# Aim of the task
In the records that follow, count the lines where the string "could" appears, and give the count with nothing added.

# Material for this task

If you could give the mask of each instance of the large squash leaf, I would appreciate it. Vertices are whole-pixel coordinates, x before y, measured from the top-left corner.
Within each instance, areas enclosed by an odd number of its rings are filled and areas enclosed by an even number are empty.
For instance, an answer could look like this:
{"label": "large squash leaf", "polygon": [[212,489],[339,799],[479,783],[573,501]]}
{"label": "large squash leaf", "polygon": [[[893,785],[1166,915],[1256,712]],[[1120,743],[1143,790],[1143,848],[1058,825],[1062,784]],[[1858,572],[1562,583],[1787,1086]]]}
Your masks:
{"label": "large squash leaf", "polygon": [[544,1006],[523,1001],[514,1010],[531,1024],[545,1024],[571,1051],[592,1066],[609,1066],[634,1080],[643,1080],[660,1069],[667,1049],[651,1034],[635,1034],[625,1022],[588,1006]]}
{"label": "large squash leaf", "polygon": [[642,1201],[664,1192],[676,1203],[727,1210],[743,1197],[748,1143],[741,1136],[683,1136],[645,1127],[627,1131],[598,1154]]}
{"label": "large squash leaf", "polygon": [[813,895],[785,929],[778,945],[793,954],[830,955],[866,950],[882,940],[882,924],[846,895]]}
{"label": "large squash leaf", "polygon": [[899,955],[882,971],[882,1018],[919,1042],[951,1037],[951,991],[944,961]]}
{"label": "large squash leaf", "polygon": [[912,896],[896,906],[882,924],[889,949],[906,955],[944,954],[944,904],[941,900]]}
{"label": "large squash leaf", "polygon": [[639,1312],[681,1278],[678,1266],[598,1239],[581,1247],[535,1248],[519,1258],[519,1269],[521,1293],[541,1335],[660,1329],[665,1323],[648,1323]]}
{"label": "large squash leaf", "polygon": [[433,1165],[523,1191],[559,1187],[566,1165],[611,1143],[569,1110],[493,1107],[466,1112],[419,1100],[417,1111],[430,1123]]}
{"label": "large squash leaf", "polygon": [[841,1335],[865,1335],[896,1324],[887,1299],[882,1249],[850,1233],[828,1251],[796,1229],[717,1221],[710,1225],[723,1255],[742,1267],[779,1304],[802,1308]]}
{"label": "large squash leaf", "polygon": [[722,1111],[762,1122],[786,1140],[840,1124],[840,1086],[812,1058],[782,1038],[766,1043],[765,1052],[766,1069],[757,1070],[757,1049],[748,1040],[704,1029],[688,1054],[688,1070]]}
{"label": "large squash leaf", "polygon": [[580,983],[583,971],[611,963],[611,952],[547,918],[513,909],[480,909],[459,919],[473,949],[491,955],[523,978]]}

# Answer space
2